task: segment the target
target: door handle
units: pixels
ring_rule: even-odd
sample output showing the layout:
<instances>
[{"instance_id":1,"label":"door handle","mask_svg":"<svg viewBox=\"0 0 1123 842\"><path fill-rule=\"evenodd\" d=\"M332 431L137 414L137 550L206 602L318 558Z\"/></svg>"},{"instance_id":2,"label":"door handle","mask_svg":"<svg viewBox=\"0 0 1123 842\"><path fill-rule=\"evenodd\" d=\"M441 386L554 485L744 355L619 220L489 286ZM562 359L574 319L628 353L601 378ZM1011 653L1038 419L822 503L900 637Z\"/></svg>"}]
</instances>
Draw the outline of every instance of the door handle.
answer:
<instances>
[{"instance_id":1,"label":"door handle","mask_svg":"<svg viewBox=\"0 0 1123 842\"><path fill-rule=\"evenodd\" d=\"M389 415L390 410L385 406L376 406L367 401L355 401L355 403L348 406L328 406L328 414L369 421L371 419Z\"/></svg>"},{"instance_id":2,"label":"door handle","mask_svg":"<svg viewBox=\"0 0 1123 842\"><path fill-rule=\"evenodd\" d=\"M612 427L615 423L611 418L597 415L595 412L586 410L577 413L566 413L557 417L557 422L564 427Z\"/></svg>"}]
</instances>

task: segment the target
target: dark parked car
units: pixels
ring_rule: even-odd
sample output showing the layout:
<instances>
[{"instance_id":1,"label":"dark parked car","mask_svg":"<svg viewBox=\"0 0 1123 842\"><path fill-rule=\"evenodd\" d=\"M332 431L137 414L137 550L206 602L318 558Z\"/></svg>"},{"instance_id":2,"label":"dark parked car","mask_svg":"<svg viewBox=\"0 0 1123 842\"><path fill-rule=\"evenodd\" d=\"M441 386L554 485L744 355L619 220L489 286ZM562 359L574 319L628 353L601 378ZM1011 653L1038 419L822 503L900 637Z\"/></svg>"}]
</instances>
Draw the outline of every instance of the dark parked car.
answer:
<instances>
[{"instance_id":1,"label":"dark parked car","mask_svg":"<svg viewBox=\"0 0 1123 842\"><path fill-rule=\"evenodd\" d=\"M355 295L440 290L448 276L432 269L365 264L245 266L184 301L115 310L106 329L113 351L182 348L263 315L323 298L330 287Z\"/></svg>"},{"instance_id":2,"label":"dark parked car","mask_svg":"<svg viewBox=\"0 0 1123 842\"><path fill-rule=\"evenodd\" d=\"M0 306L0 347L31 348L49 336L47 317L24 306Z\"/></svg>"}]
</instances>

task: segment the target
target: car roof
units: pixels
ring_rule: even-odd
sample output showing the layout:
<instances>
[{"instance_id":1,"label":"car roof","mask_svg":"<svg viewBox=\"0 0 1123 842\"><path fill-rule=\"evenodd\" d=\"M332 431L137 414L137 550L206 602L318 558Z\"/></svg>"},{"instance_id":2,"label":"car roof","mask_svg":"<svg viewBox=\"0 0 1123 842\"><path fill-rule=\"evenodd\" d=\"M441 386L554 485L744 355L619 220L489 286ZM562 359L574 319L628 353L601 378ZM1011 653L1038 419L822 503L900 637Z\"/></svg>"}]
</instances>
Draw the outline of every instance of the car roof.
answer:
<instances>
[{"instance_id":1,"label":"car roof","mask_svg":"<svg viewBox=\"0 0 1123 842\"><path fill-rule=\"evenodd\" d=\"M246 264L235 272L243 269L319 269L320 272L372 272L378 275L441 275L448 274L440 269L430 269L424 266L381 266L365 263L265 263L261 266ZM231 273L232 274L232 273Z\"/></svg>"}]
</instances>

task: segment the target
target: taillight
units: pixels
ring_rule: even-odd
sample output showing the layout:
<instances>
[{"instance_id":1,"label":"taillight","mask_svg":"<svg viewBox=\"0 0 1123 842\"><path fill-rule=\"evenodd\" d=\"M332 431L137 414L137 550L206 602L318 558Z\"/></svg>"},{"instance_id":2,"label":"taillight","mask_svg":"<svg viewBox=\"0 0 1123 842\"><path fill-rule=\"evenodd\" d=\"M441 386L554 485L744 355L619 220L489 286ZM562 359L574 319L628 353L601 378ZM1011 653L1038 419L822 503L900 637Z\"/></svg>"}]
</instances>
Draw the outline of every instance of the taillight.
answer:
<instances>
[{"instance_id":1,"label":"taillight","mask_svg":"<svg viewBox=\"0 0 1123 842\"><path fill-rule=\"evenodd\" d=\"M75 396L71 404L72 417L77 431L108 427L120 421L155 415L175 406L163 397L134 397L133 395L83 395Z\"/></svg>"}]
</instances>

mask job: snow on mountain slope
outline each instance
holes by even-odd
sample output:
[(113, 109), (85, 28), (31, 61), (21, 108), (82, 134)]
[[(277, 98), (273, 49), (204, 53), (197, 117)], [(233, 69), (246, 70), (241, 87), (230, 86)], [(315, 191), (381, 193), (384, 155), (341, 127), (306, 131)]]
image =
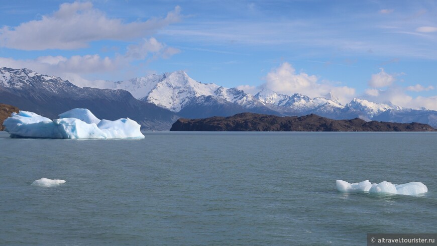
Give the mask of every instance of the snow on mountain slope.
[(0, 87), (4, 88), (22, 91), (43, 87), (53, 92), (60, 93), (64, 90), (64, 86), (75, 87), (58, 77), (41, 75), (27, 68), (0, 68)]
[(127, 90), (137, 99), (145, 97), (159, 81), (165, 78), (165, 74), (151, 74), (129, 80), (114, 82), (108, 89)]
[(377, 103), (366, 100), (354, 98), (351, 102), (346, 104), (346, 109), (357, 112), (364, 113), (369, 118), (372, 118), (388, 109), (402, 109), (397, 105), (390, 103)]
[(265, 89), (263, 89), (255, 97), (265, 105), (285, 107), (296, 112), (305, 112), (324, 106), (325, 107), (333, 107), (341, 109), (344, 107), (338, 99), (332, 94), (330, 94), (333, 99), (324, 97), (310, 98), (309, 97), (300, 93), (295, 93), (291, 96), (283, 94), (277, 94), (274, 91)]
[(164, 74), (163, 79), (141, 100), (173, 112), (180, 111), (190, 99), (201, 95), (214, 95), (219, 86), (215, 84), (203, 84), (179, 71)]
[(183, 71), (118, 81), (111, 88), (126, 90), (137, 98), (173, 112), (180, 111), (189, 101), (201, 96), (212, 96), (249, 108), (262, 105), (243, 90), (204, 84), (192, 79)]

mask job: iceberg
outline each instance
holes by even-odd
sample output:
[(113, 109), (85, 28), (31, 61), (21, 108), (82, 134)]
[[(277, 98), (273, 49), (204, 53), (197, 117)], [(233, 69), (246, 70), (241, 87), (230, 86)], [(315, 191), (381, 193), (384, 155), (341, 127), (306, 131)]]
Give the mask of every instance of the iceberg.
[(49, 139), (144, 139), (141, 126), (129, 118), (100, 120), (90, 111), (75, 108), (52, 120), (32, 112), (12, 113), (3, 122), (12, 138)]
[(50, 179), (46, 178), (42, 178), (41, 179), (35, 180), (32, 183), (32, 185), (35, 186), (42, 186), (44, 187), (51, 187), (56, 186), (59, 184), (65, 183), (65, 180), (62, 179)]
[(343, 180), (337, 180), (336, 186), (337, 190), (341, 192), (368, 192), (416, 196), (428, 192), (426, 186), (420, 182), (410, 182), (397, 185), (387, 181), (372, 184), (369, 180), (352, 183)]

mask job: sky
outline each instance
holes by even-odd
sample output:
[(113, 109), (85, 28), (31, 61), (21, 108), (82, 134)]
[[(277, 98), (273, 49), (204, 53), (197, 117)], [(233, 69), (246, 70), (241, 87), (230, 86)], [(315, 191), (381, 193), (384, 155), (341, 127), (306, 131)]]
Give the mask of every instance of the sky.
[(2, 1), (0, 67), (437, 110), (437, 1)]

• _STATED PROBLEM_
Write out again, unchanged, the part of the rows that opens with the line containing "mask job: snow on mountain slope" and closes with the line containing "68), (0, 68)]", including both of those lines. Leave the pictures out of your answer.

• _FINISHED EXERCISE_
mask job: snow on mountain slope
outline each instance
holes by even-odd
sample output:
[(113, 109), (85, 28), (31, 61), (21, 108), (82, 134)]
[[(277, 98), (273, 49), (204, 53), (197, 117)], [(233, 69), (246, 70), (241, 87), (230, 86)], [(315, 191), (381, 193), (384, 155), (341, 127), (306, 131)]]
image =
Give the mask of every instance of the snow on mountain slope.
[(0, 87), (4, 88), (22, 91), (43, 87), (53, 92), (60, 93), (64, 90), (64, 86), (75, 87), (58, 77), (41, 75), (27, 68), (0, 68)]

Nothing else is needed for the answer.